**THE EXERCISE**
What follows is a set of entries. Repeat them exactly, but not their pictures.

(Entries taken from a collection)
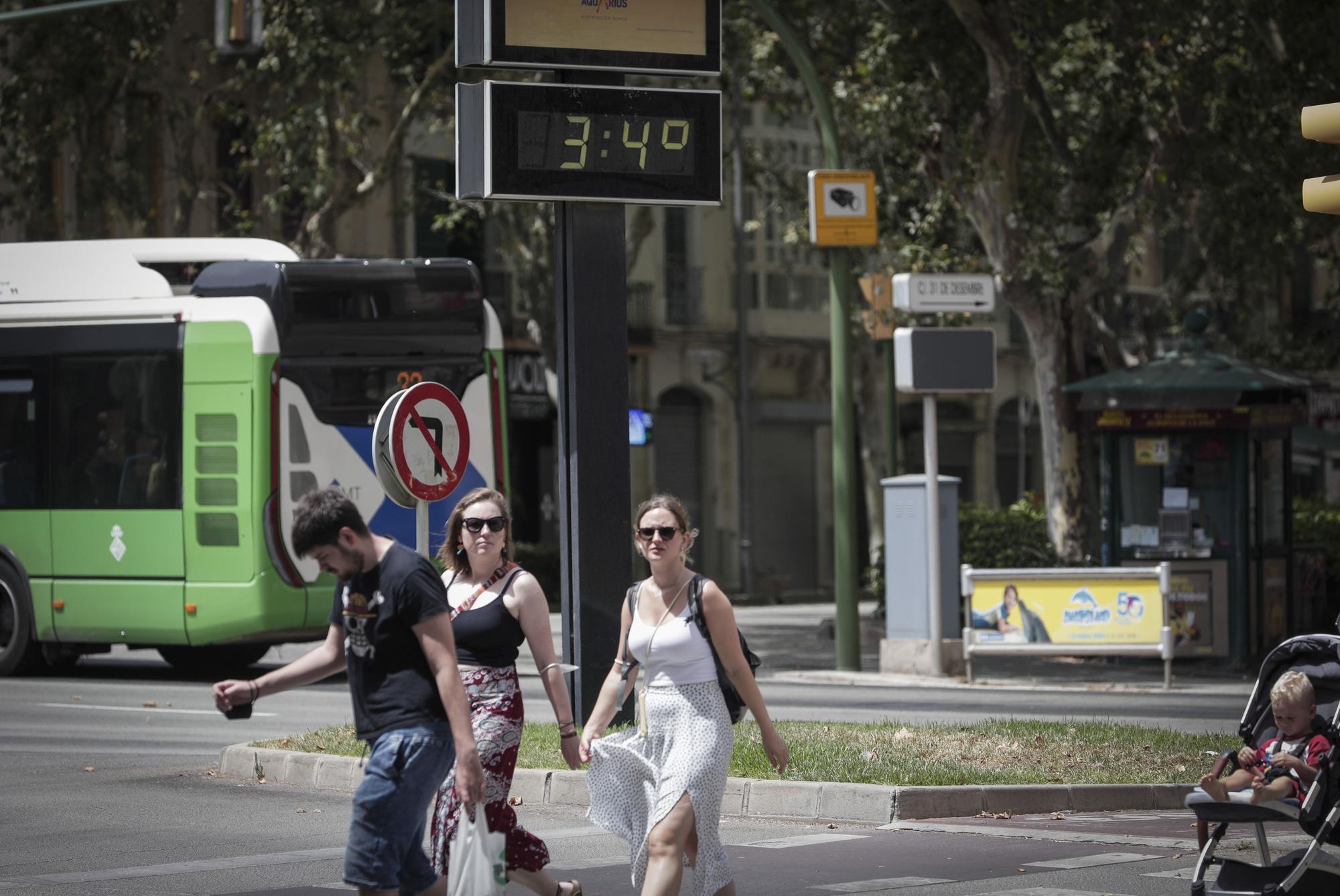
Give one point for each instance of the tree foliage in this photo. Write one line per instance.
(1074, 148)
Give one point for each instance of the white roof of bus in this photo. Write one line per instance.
(76, 270)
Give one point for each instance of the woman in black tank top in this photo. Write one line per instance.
(495, 607)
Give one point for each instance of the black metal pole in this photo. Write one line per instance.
(594, 492)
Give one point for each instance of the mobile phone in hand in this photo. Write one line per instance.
(241, 712)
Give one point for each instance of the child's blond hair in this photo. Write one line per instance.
(1294, 689)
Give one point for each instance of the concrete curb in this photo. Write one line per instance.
(755, 798)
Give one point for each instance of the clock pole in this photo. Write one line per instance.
(593, 353)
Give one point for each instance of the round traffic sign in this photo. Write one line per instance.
(431, 441)
(383, 464)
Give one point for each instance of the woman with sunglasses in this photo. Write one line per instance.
(495, 607)
(660, 784)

**SOLVED EXERCISE**
Give one point for each instance of the tree foliage in this photo. Write one line per instance.
(1074, 148)
Give one point for each instance of the white roof of bus in this photo. Write one line per instance.
(76, 270)
Give one point for each instance of the woman in black tank top in this photo. Write one line per instance.
(495, 607)
Give one point for each instance of the black metal pole in this photo. Write one line per instance.
(594, 492)
Give one point for each instance of the mobile phone in hand in this photo. Write one line per instance.
(241, 712)
Give one point for each instance of the child's blond hair in this photo. Write one line per instance.
(1294, 689)
Give one point for each instance of the concrete curb in this photo. Write one line per instance.
(755, 798)
Give one point for each instance of the clock pole in this photo. Write one line per instance.
(593, 353)
Give one point for each instance of the round traffic sign in this photo. Write one line per instance.
(431, 441)
(383, 464)
Give one point for each instance of the woman with sunglasses in this photo. Write one line per instance.
(495, 607)
(660, 784)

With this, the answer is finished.